Task to carry out.
Your task is to transcribe the data in full.

-- START OF Dataset entries --

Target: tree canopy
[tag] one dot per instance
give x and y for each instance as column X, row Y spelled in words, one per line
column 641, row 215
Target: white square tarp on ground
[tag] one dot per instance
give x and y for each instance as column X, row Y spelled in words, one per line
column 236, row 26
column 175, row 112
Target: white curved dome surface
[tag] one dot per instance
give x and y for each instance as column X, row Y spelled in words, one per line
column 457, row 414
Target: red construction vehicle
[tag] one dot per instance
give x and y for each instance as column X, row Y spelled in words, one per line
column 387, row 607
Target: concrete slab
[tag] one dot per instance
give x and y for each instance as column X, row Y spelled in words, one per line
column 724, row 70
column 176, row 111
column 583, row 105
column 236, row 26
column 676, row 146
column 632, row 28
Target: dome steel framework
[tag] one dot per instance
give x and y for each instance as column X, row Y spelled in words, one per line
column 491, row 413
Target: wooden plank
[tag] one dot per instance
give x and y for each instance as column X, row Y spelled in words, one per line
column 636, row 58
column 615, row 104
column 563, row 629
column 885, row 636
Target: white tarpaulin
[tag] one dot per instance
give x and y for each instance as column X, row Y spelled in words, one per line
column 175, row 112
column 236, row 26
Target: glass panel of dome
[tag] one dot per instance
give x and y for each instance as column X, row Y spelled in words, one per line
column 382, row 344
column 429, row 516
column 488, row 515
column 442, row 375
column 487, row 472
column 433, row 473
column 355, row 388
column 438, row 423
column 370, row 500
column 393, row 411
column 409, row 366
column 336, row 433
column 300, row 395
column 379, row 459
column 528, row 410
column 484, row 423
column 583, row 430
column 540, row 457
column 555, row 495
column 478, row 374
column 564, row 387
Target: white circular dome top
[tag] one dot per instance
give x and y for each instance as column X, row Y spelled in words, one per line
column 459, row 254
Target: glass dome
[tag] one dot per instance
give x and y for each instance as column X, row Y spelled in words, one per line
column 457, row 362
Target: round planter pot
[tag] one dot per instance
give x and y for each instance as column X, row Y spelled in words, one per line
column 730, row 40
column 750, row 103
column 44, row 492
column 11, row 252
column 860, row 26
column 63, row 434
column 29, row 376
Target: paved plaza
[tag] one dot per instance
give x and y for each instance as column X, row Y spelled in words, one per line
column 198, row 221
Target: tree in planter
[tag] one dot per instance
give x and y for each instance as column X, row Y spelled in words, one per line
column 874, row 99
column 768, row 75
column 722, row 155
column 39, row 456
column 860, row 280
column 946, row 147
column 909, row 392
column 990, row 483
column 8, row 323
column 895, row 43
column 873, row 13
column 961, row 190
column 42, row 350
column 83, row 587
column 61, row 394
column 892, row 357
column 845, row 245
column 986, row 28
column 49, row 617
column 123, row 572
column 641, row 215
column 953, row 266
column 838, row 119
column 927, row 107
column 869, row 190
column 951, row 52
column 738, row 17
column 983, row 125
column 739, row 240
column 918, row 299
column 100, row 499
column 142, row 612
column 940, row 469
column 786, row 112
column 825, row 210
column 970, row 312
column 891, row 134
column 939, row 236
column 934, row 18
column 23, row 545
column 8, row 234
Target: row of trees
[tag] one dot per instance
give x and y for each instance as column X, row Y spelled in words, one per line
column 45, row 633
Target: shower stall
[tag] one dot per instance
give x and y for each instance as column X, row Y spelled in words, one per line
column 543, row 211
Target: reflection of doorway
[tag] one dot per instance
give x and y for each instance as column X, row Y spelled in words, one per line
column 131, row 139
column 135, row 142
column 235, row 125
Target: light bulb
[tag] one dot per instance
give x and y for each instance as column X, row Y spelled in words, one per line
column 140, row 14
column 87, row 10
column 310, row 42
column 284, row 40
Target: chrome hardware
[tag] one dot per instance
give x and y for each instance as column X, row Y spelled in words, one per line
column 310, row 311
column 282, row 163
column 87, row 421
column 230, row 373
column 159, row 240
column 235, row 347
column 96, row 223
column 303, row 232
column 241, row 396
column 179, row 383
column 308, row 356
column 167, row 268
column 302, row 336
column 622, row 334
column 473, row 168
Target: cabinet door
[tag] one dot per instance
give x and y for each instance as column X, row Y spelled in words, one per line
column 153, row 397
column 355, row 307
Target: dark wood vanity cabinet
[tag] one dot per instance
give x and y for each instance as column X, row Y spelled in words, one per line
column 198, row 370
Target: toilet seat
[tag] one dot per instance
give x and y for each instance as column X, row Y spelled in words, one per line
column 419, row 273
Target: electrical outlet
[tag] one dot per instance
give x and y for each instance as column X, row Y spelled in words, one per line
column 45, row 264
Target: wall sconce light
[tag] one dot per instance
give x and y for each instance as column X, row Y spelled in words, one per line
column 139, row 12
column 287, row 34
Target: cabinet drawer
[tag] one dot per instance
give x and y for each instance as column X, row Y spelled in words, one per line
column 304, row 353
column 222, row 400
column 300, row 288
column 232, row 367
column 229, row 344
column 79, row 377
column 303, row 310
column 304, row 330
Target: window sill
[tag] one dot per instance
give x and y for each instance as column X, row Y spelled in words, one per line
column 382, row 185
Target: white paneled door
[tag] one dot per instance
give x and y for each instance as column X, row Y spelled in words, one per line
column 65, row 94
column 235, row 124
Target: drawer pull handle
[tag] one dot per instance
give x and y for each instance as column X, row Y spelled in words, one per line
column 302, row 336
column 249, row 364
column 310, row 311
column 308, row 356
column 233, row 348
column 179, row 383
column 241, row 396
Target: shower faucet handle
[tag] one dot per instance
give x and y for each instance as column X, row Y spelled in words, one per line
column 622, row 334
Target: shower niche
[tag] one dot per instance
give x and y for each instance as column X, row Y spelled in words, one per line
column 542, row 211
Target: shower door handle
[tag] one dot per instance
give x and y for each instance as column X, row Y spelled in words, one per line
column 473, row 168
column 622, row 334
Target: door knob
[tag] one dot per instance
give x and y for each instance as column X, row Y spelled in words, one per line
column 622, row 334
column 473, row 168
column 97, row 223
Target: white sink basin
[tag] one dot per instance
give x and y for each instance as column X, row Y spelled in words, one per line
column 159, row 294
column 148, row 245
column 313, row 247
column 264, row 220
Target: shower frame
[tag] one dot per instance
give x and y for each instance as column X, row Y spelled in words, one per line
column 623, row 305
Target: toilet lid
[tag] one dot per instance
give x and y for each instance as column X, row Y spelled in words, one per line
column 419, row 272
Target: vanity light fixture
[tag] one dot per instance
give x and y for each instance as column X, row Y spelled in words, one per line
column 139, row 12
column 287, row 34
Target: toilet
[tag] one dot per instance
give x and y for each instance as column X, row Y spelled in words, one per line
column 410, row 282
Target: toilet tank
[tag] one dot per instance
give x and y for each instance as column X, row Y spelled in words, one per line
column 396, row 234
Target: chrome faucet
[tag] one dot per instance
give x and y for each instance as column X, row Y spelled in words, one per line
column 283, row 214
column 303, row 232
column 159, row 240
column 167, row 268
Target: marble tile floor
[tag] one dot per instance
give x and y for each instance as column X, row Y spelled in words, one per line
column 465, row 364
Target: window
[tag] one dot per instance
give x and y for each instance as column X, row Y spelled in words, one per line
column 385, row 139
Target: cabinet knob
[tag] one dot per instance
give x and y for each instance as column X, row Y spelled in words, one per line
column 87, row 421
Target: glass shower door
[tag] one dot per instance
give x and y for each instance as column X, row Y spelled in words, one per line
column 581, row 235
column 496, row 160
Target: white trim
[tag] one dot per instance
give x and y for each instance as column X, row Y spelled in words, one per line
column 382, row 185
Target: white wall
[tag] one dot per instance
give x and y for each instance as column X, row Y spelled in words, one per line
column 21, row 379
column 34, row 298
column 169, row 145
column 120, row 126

-- END OF Dataset entries --

Response to the task.
Target: tree canopy
[tag] one dot per instance
give x and y for each instance as column X, row Y spelled in words, one per line
column 641, row 215
Target: white square tarp on ground
[tag] one dot per instance
give x and y for each instance as column X, row Y spelled in words, one per line
column 236, row 26
column 175, row 112
Target: white curved dome surface
[tag] one dot per instance
give x and y for each instance as column X, row Y spelled in words, one per line
column 457, row 414
Target: red construction vehicle
[tag] one dot per instance
give x and y for each instance as column X, row Y spelled in words, one per line
column 387, row 607
Target: concrete slab
[tag] one dot per instance
give x and y for each instance as column X, row Y spelled in words, one per line
column 724, row 70
column 176, row 111
column 583, row 105
column 236, row 26
column 676, row 146
column 632, row 28
Target: dome steel framework
[tag] one dot per instance
give x and y for each instance as column X, row Y spelled in words, one per line
column 491, row 413
Target: wooden plank
[tag] one dot per instance
give x and y for each instance as column X, row Y spelled in words, one per line
column 636, row 58
column 615, row 104
column 563, row 629
column 885, row 636
Target: white tarpaulin
[tag] one dot per instance
give x and y for each instance as column X, row Y spelled in words, one per line
column 175, row 112
column 236, row 26
Target: glass panel of dome
[tag] one dot per instance
give x and y for each instance as column X, row Y spelled in words, one per line
column 382, row 344
column 429, row 516
column 488, row 515
column 442, row 375
column 487, row 472
column 433, row 473
column 355, row 388
column 438, row 423
column 370, row 500
column 393, row 411
column 409, row 366
column 336, row 433
column 300, row 395
column 379, row 459
column 528, row 410
column 484, row 423
column 583, row 430
column 540, row 457
column 555, row 495
column 478, row 374
column 564, row 387
Target: white circular dome top
[tag] one dot per instance
give x and y for each instance as column X, row Y spelled in words, one per line
column 459, row 254
Target: glass dome
[tag] one dot per instance
give x and y for each instance as column X, row Y spelled in words, one per line
column 457, row 362
Target: round planter pot
[tag] one dot per instance
give x and y for each instance as column X, row Y spelled in words, one per line
column 730, row 40
column 750, row 103
column 44, row 492
column 11, row 252
column 860, row 26
column 63, row 434
column 29, row 376
Target: paved plaza
[tag] one dot per instance
give x and y for each instance as column X, row Y spelled in words, one per line
column 198, row 221
Target: tree in planter
[tag] one dot per instance
give x and y for each instance as column X, row Y spelled in words, one per line
column 874, row 99
column 768, row 75
column 722, row 155
column 39, row 456
column 860, row 280
column 946, row 147
column 909, row 392
column 990, row 483
column 8, row 323
column 895, row 43
column 873, row 13
column 961, row 190
column 42, row 350
column 83, row 587
column 61, row 394
column 892, row 357
column 845, row 245
column 986, row 28
column 49, row 617
column 123, row 572
column 641, row 215
column 953, row 266
column 838, row 119
column 927, row 107
column 869, row 190
column 951, row 52
column 738, row 17
column 983, row 125
column 739, row 240
column 918, row 299
column 100, row 499
column 142, row 612
column 940, row 469
column 786, row 112
column 825, row 210
column 970, row 312
column 891, row 134
column 939, row 236
column 934, row 18
column 23, row 545
column 8, row 234
Target: row of trees
[tag] one dot per instance
give x and y for each instance as column X, row Y spelled in words, one per line
column 45, row 633
Target: shower stall
[tag] one dot per instance
give x and y for each instance as column X, row Y spelled in words, one per line
column 543, row 211
Target: reflection of doorway
[tag] one dot per instance
give x and y for each instance as column X, row Y spelled in words, one per line
column 131, row 139
column 135, row 142
column 235, row 125
Target: light bulb
[tag] one dot per instance
give x and y for each instance as column X, row Y spelled in words, one per line
column 140, row 14
column 87, row 10
column 310, row 42
column 284, row 40
Target: chrome hardware
[tag] one dot per instance
give x and y for each instance as column X, row Y spelled in words, one per line
column 310, row 311
column 282, row 163
column 87, row 421
column 230, row 373
column 159, row 240
column 235, row 347
column 96, row 223
column 303, row 232
column 241, row 396
column 179, row 383
column 308, row 356
column 167, row 268
column 302, row 336
column 622, row 334
column 473, row 168
Target: cabinet door
[tag] one dot per instance
give x and y for each instance as column X, row Y spelled in words, one per line
column 153, row 397
column 355, row 307
Target: dark wood vanity cabinet
[tag] one dot per instance
give x and y for each instance as column X, row Y spelled in words, one per line
column 198, row 370
Target: toilet seat
[tag] one dot per instance
give x and y for each instance as column X, row Y spelled in words, one per line
column 419, row 273
Target: electrical outlet
[tag] one dot per instance
give x and y for each instance as column X, row Y spelled in words, one per line
column 45, row 264
Target: wall sconce light
[tag] one dot per instance
give x and y for each instance as column X, row Y spelled in words, one per line
column 139, row 12
column 287, row 34
Target: cabinet drawer
[tag] one dot per instance
give x and y for each instance as column X, row Y spelled in words, one per line
column 304, row 353
column 222, row 400
column 300, row 288
column 232, row 367
column 229, row 344
column 79, row 377
column 303, row 310
column 304, row 330
Target: window sill
[tag] one dot per instance
give x and y for each instance as column X, row Y spelled in words, one per line
column 382, row 185
Target: white paneled door
[tag] one dot per instance
give x and y for each instance as column X, row Y spelled in words, one per line
column 65, row 94
column 235, row 124
Target: drawer pull handle
[tag] one dot per instance
give x and y for each instance as column X, row Y spelled in words, one per line
column 302, row 336
column 249, row 364
column 310, row 311
column 308, row 356
column 233, row 348
column 179, row 383
column 241, row 396
Target: shower faucet handle
[tag] one dot per instance
give x and y for each instance as column X, row Y spelled in words, one per line
column 622, row 334
Target: shower niche
[tag] one dot per instance
give x and y for each instance as column X, row Y spelled in words, one per line
column 542, row 211
Target: shower door handle
[tag] one dot per instance
give x and y for each instance as column X, row Y spelled in words, one per line
column 473, row 168
column 622, row 334
Target: door knob
[tag] one dot per instance
give x and y for each instance as column X, row Y spelled in words, one per line
column 622, row 334
column 473, row 168
column 97, row 223
Target: white sink basin
[tag] one dot per instance
give x and y for each instance as column X, row Y spelled in words, one per line
column 159, row 294
column 148, row 245
column 313, row 247
column 264, row 220
Target: shower frame
[tag] one dot per instance
give x and y for each instance as column X, row Y spelled in words, one per line
column 623, row 305
Target: toilet lid
[tag] one dot per instance
give x and y for each instance as column X, row Y spelled in words, one per line
column 419, row 272
Target: vanity light fixture
[tag] one dot per instance
give x and y for each instance as column X, row Y spelled in words, one per line
column 139, row 12
column 287, row 34
Target: toilet
[tag] one dot per instance
give x and y for each instance as column X, row Y spelled in words, one per line
column 410, row 282
Target: toilet tank
[tag] one dot per instance
give x and y for each instance as column X, row Y spelled in words, one per line
column 396, row 234
Target: chrome faucet
[tag] one dot per instance
give x and y for each instance as column X, row Y spelled in words, one per line
column 283, row 214
column 303, row 232
column 159, row 240
column 167, row 268
Target: marble tile floor
[tag] one dot per instance
give x and y for each instance as column X, row Y spelled in words, one per line
column 465, row 364
Target: window
[tag] one dot per instance
give x and y for each instance as column X, row Y spelled in words, one per line
column 385, row 139
Target: cabinet knob
[tag] one dot per instance
give x and y for each instance as column X, row Y spelled in words, one per line
column 87, row 421
Target: glass shower door
[tag] one dot per instance
give x and y for each instance as column X, row Y spelled in words, one per line
column 581, row 235
column 496, row 160
Target: white trim
[tag] one dot per instance
give x and y for each instance as column X, row Y spelled in words, one per line
column 382, row 185
Target: white wall
[tag] one dot per instance
give x and y for each instance as column X, row Y spelled in words, one per line
column 21, row 379
column 34, row 298
column 169, row 145
column 120, row 126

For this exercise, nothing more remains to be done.